** TASK **
Among the entries below, count the lines with "green" in them and state the total without comment.

** INPUT FOR THIS TASK **
* * *

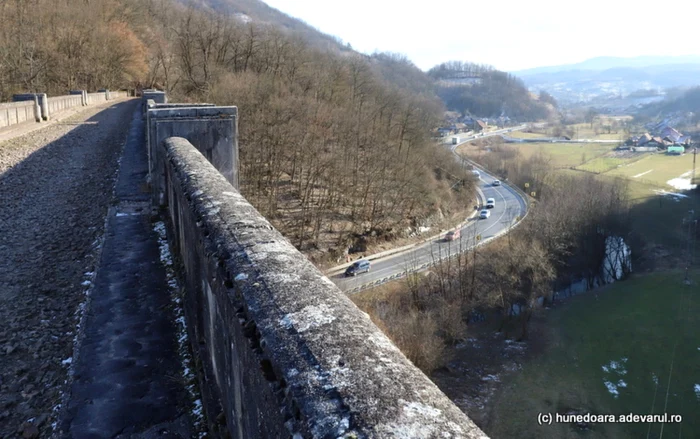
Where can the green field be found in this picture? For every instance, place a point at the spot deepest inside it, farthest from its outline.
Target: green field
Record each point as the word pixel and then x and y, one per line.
pixel 584 131
pixel 663 168
pixel 524 135
pixel 641 336
pixel 564 154
pixel 602 164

* * *

** RESPONSE TO THIS EXERCISE **
2